--- EXCERPTED RECORDS ---
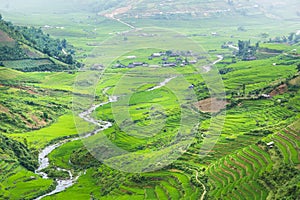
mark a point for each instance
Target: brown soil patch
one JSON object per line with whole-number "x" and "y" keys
{"x": 211, "y": 105}
{"x": 279, "y": 90}
{"x": 118, "y": 11}
{"x": 4, "y": 109}
{"x": 295, "y": 81}
{"x": 39, "y": 123}
{"x": 175, "y": 170}
{"x": 4, "y": 37}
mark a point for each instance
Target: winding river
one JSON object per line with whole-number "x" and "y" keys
{"x": 63, "y": 184}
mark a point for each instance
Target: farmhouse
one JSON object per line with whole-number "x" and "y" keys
{"x": 270, "y": 144}
{"x": 169, "y": 64}
{"x": 156, "y": 55}
{"x": 265, "y": 96}
{"x": 131, "y": 57}
{"x": 192, "y": 62}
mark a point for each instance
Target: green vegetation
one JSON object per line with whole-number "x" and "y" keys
{"x": 256, "y": 155}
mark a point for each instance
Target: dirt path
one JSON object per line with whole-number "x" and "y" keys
{"x": 203, "y": 186}
{"x": 207, "y": 68}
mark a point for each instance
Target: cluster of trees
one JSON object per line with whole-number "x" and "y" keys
{"x": 46, "y": 44}
{"x": 14, "y": 52}
{"x": 283, "y": 181}
{"x": 291, "y": 39}
{"x": 37, "y": 39}
{"x": 246, "y": 50}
---
▸ AIM:
Can you write out all the data again with "Target" renamed to "Label" everywhere, everything else unchanged, and the pictures left out?

▸ FULL OUTPUT:
mark a point for each instance
Label: brown soil patch
one JSON object per line with whole-number "x" and "y" keys
{"x": 211, "y": 105}
{"x": 279, "y": 90}
{"x": 118, "y": 11}
{"x": 4, "y": 109}
{"x": 295, "y": 81}
{"x": 39, "y": 123}
{"x": 175, "y": 170}
{"x": 4, "y": 37}
mark a point for each instance
Label: winding river
one JSON object per line with whole-number "x" and "y" keys
{"x": 63, "y": 184}
mark a point for each instance
Label: farmhouse
one JSON object per line with whole-number "x" and "y" keys
{"x": 270, "y": 144}
{"x": 169, "y": 64}
{"x": 156, "y": 55}
{"x": 265, "y": 96}
{"x": 131, "y": 57}
{"x": 192, "y": 62}
mark a point for each instance
Label: green vegetation
one JSON object per line with whole-number "x" and "y" keys
{"x": 256, "y": 155}
mark a point for each instance
Label: dirt path
one JSON object per line with whole-number "x" and "y" keys
{"x": 203, "y": 186}
{"x": 207, "y": 68}
mark a point for each instance
Label: cluster of trees
one JSON object per line with whole-number "x" and "y" keys
{"x": 46, "y": 44}
{"x": 14, "y": 52}
{"x": 283, "y": 181}
{"x": 291, "y": 39}
{"x": 37, "y": 39}
{"x": 246, "y": 50}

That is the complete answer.